#### [Page extract]
** begin **

The game takes its design cues from Mad Max: Fury Road. Courtesy Warner Bros Interactive Entertainment
The game takes its design cues from Mad Max: Fury Road. Courtesy Warner Bros Interactive Entertainment

Game review: Mad Max



Mad Max Avalanche Studios Available for Xbox One, PS4, PC US$59.99 (Dh220) Two stars

Mad Max: Fury Road, the absurd, demented, and wildly imaginative reboot of the film franchise, which hit cinemas in May, might just be the best action film since Die Hard.

It was as though director George Miller, the creator of the series, had hired a 1,000-strong art department and told them there were no bad ideas – just make them as weird and awesome as possible and we’ll stick it in the film.

That would explain why the film featured a blindfolded man on bungee ropes strapped to a lorry who served no purpose other than to bounce around playing a flame-throwing electric guitar with two necks. That’s the kind of zany, spontaneous energy by-the-numbers blockbusters can’t even dream of.

** end **

#### [Set exercise 1]
Identify and copy every line in the rows below that contains the string "dishwasher". Matching is case-sensitive.

#### [Records for this exercise]

** begin **

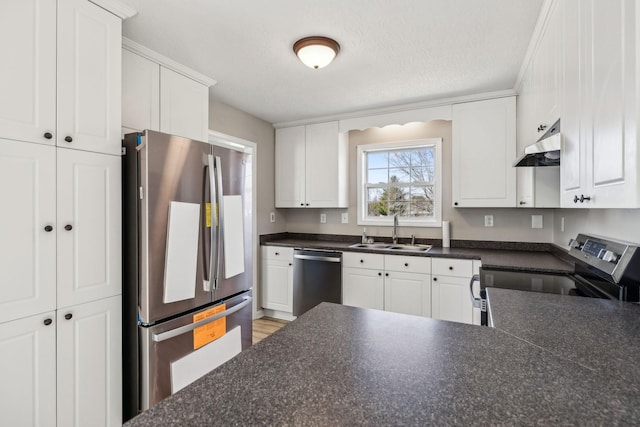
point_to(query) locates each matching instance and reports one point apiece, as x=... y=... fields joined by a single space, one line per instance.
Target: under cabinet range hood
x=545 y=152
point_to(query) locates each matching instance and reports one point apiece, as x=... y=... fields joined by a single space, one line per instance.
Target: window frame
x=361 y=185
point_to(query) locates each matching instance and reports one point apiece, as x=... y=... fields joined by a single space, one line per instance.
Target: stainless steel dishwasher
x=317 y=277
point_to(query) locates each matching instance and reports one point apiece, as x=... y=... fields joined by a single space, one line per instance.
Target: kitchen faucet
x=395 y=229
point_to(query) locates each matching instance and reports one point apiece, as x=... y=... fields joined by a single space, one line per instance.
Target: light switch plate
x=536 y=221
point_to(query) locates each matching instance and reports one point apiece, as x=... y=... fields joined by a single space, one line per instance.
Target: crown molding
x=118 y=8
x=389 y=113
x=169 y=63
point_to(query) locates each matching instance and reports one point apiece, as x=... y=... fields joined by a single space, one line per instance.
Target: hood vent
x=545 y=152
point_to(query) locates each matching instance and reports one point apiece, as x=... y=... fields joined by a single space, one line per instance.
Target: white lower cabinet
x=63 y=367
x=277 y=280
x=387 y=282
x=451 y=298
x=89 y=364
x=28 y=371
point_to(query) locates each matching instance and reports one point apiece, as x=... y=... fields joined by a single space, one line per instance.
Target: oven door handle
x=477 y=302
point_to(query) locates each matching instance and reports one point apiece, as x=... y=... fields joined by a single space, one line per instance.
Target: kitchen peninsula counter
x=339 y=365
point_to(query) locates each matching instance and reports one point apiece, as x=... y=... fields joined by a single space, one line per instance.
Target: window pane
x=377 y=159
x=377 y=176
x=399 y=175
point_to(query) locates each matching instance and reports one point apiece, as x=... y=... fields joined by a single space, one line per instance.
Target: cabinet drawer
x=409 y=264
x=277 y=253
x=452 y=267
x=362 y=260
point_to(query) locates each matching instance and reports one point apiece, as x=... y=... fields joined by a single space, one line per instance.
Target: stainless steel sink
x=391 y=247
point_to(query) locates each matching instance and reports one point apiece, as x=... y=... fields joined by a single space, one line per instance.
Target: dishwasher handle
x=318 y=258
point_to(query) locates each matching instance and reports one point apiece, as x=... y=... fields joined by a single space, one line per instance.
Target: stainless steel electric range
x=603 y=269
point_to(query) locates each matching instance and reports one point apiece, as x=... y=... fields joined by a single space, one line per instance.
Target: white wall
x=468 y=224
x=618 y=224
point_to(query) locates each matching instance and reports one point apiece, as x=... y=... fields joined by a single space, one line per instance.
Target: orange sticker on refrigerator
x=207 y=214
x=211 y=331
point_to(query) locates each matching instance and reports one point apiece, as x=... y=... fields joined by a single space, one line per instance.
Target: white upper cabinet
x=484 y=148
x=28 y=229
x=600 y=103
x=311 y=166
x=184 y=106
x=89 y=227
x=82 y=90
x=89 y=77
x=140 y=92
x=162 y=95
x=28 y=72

** end **

#### [Set exercise 2]
In the Mad Max game review, which platforms is the game available for?

#### [Correct output 1]
Target: stainless steel dishwasher
Target: dishwasher handle

#### [Correct output 2]
Xbox One, PS4, and PC.